Texte fourni
* * * * *

Caractérisée par une plus grande collectivisation des services qu'en Amérique du Nord, l'Europe centrale compte parmi les régions du globe les mieux garnies en transport collectif. Je suis allé voir par moi-même de quoi il en retourne, et suis revenu comblé, l'appareil photo rempli de nouvelles observations. Aussi, c'est toujours le fun de se promener dans des villes et les découvrir. Cette série de billets relate sous forme de compte-rendu ces expériences que j'ai pu vivre en Allemagne, Autriche, Slovénie et Italie, au printemps 2015.
En lisant le texte, vous lisez un mot étrange en langue étrangère? Visitez le billet précédent pour un lexique compréhensif.
Slovénie/Slovenija
Ljubljana (/ʎu’bʎana/, « l'adorable »)
La Slovénie est un tout petit pays (classé 153e pour sa superficie) peuplé de deux millions d'âmes à l'interface de l'Europe centrale et des Balkans. Avec une population urbaine de moins 50 %, le visage de la petite nation est fortement contrasté, métissé par son héritage slave, latin et germanique. Si une forme invraisemblable de paysannerie a encore cours aux confins du territoire, les villes ― tout aussi petites qu'elles soient ― sont ancrées dans la réalité des réseaux globaux, affichant encore les stigmates de la crise financière et immobilière de 2009. La population y est stable, voire légèrement décroissante, et la bulle immobilière éclatée y a laissé davantage de stigmates que la sécession relativement paisible de la Yougoslavie en 1991.
La capitale de la Slovénie, Ljubljana, en est également la plus grande ville du haut de ses 275 000 habitants. Malgré tous ses défauts, la petite ville m'a conquis. Sa population est jeune, la culture y est vivante, foisonnante, les habitants sont préoccupés par l'aménagement de leur ville et connaissent bien l'architecture et l'urbanisme. Bref, chaque morceau de ville a quelque chose à raconter. Bien que modeste en taille, la ville a tout le clinquant et le prestige d'une capitale nationale.

* * * * *

Entrées de données
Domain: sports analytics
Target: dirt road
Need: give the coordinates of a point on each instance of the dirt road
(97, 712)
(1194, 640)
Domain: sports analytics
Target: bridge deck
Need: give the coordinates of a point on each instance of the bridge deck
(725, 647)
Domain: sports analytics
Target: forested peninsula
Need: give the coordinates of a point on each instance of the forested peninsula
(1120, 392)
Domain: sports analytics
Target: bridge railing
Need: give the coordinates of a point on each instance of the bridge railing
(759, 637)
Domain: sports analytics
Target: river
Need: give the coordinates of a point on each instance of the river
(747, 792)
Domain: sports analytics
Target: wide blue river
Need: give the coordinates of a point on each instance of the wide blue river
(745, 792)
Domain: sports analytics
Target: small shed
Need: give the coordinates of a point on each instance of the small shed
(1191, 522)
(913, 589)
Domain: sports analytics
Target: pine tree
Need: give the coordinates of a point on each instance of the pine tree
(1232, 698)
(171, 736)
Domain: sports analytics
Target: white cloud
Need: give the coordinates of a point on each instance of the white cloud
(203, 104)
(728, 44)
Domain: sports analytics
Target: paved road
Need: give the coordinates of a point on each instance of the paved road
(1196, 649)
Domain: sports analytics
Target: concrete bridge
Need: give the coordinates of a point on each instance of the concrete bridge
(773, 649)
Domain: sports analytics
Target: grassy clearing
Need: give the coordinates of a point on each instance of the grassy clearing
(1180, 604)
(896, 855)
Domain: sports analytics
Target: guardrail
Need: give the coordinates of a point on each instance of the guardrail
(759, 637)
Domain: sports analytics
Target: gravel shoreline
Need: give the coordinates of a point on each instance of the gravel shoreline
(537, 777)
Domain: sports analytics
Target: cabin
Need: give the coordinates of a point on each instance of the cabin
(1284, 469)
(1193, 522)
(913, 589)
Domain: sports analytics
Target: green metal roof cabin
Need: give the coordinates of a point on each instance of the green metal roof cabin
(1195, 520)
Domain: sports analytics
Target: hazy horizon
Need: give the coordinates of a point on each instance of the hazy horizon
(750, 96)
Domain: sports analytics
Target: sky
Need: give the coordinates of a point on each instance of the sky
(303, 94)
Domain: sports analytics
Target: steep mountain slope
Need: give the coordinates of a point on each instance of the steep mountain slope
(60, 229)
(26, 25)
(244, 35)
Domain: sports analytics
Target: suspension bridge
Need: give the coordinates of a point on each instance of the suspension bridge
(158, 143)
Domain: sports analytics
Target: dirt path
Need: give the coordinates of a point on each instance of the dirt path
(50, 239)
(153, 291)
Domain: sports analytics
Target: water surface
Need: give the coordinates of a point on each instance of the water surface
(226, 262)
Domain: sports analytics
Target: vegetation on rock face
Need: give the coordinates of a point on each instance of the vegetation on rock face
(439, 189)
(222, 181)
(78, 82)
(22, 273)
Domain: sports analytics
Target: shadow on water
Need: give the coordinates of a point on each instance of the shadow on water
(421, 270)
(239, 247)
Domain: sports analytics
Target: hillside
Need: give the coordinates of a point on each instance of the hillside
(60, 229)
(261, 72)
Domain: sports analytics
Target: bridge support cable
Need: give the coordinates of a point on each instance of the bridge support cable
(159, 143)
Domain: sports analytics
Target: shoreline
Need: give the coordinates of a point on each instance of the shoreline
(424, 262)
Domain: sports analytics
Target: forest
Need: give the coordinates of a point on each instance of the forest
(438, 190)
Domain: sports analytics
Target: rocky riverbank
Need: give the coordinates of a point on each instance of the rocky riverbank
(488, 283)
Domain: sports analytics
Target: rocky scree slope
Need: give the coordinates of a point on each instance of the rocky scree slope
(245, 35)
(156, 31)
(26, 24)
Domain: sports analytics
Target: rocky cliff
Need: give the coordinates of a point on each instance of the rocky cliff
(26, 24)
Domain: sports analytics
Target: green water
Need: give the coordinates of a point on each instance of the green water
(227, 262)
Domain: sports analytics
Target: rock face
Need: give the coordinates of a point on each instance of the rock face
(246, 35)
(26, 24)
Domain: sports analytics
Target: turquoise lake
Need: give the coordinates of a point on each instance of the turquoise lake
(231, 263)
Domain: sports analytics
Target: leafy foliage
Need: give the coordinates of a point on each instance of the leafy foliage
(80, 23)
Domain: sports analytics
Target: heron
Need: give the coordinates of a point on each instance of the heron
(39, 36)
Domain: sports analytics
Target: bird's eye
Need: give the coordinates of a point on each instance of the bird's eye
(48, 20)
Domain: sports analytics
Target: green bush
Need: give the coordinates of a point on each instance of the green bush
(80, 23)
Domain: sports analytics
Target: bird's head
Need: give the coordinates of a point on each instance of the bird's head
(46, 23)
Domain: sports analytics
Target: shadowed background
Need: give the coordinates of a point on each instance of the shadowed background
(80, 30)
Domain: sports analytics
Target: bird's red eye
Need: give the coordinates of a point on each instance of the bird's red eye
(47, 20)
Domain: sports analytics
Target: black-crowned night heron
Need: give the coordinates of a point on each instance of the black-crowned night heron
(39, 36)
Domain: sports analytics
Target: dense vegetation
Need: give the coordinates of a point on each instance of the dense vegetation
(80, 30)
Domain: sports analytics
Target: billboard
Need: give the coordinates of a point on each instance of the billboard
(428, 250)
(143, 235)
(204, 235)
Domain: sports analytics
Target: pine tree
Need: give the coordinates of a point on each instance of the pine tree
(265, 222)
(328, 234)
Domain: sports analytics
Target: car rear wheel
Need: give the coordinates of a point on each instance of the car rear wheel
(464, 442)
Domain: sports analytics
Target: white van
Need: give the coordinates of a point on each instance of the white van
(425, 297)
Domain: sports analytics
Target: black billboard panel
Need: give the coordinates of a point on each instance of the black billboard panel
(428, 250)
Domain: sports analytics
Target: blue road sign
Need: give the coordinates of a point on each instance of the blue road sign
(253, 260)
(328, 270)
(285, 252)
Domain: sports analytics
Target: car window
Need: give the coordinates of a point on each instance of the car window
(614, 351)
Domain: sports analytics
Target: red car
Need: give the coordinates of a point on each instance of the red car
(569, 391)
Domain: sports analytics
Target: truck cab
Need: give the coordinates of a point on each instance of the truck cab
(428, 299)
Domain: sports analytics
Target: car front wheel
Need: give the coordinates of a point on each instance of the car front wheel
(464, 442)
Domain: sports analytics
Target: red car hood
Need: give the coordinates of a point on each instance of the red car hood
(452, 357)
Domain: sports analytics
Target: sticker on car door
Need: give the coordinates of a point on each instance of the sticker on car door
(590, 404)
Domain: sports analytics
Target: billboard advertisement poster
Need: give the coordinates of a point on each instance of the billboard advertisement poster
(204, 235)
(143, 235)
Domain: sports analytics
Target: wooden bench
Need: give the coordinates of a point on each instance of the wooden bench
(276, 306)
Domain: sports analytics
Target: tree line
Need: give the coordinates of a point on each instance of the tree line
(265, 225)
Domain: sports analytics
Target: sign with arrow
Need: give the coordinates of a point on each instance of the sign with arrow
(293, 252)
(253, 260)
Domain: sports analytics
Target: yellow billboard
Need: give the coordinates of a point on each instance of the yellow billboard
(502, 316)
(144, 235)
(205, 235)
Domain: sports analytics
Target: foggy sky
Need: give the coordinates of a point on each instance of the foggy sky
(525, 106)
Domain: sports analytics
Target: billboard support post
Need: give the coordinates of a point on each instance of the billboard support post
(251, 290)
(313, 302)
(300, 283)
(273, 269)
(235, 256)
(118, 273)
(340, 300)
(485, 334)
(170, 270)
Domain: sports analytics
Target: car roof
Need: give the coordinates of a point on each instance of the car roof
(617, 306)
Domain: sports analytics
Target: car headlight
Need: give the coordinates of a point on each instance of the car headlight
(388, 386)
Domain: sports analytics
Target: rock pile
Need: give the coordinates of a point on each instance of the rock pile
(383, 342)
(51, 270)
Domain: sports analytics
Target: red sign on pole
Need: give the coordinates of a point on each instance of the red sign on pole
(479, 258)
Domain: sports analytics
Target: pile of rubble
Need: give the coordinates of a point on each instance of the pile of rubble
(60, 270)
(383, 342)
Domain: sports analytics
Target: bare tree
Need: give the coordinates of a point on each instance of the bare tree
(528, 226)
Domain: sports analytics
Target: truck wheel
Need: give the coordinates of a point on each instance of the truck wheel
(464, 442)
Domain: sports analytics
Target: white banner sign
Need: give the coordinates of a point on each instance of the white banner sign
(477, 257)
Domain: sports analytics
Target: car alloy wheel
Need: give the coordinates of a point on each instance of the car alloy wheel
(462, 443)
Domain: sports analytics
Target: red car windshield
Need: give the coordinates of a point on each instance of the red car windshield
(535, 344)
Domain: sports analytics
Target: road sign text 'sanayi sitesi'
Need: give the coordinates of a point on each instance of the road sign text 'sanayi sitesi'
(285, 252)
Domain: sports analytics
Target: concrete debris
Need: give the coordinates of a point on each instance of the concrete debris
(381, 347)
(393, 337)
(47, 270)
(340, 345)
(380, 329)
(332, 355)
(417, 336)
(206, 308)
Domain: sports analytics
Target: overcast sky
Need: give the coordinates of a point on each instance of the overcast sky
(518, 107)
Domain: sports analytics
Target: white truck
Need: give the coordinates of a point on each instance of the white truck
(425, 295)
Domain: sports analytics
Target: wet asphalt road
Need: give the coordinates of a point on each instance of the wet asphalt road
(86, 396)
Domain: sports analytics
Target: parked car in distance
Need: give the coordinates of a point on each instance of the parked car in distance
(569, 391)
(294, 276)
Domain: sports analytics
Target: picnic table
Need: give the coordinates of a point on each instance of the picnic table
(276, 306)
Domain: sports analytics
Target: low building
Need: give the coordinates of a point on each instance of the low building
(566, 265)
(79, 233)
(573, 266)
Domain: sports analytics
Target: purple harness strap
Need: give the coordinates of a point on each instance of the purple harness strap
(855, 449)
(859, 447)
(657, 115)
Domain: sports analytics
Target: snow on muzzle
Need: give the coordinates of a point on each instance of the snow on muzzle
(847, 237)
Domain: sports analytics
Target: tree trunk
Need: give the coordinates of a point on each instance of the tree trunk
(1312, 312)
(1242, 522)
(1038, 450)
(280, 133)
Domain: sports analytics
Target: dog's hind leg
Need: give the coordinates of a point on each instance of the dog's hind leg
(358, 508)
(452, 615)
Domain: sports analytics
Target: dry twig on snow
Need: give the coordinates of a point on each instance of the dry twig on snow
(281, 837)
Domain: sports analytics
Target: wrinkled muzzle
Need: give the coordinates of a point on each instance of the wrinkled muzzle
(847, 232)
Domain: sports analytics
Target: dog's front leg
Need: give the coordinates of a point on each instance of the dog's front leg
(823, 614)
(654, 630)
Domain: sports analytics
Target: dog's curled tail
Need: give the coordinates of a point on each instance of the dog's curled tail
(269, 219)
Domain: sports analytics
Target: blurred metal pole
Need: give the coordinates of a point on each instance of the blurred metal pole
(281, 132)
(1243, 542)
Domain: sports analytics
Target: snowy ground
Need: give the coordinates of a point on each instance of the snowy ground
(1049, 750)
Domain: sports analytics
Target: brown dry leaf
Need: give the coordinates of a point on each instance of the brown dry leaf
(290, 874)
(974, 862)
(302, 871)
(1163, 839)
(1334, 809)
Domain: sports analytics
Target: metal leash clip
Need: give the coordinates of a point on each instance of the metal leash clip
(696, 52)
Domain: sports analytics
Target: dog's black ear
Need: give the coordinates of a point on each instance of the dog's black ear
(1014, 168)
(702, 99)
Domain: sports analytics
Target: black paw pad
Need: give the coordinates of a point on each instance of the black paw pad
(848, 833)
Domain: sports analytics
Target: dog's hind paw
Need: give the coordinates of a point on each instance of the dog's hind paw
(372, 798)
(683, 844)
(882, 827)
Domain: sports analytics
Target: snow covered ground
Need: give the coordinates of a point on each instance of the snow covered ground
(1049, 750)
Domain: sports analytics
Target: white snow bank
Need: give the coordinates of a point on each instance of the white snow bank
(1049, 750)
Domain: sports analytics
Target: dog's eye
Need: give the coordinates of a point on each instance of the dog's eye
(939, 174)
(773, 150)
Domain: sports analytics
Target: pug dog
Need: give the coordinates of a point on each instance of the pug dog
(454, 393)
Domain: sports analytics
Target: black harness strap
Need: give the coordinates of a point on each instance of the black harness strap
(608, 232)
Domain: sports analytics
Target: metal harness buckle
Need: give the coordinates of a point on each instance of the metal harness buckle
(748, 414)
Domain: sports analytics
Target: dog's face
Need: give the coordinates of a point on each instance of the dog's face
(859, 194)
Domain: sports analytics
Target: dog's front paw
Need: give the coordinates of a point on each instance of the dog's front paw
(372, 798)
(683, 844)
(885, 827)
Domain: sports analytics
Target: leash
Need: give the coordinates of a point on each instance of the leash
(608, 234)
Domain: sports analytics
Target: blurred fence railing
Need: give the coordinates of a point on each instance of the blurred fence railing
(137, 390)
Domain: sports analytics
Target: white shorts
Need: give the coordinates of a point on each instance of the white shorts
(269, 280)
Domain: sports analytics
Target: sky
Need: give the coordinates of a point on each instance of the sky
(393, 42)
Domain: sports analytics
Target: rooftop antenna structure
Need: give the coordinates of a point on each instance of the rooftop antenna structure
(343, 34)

* * * * *

Tâche
Prolongez le compte-rendu de voyage sur Ljubljana et la Slovénie en reprenant immédiatement après sa dernière phrase.

Réponse rédigée
La libéralisation des marchés post-rideau de fer et l'entrée dans l'Union Européenne en 2004 ont fait en sorte que les transports publics se sont assez radicalement privatisés au pays de Tito, exception faite de rares agences.
Vue du quartier Bežigrad (« La cité de la porte d'entrée ») à partir du château Ljubljanski Grad. En arrière plan : les Alpes kamniques et le massif du Grintovec. |
Derrière ce mur, le trou béant d'un projet immobilier abandonné accueille les visiteurs à leur sortie de la gare. |
La libéralisation des marchés post-rideau de fer et l'entrée dans l'Union Européenne en 2004 ont fait en sorte que les transports publics se sont assez radicalement privatisés au pays de Tito, exception faite de rares agences.
Un autocar de marque... Otokar! |
Mon amoureuse et moi sommes arrivés de la campagne slovène par autocar à l'Avtobusna postaja Ljubljana (/aoːtobusna postaja/, « Gare d'autobus de Ljubljana »), laquelle jouxte la gare ferroviaire. Nous étions partis de Trojane et nous avons voyagé avec la compagnie Izletnik Celje, un opérateur privé qui possède une ligne régionale entre Maribor, seconde ville du pays, et la capitale via Celje, où la compagnie est basée. 4,70€ ont suffi pour couvrir les 40 kilomètres qui séparaient le sentier de grande randonnée E6 et le centre-ville de Ljubljana.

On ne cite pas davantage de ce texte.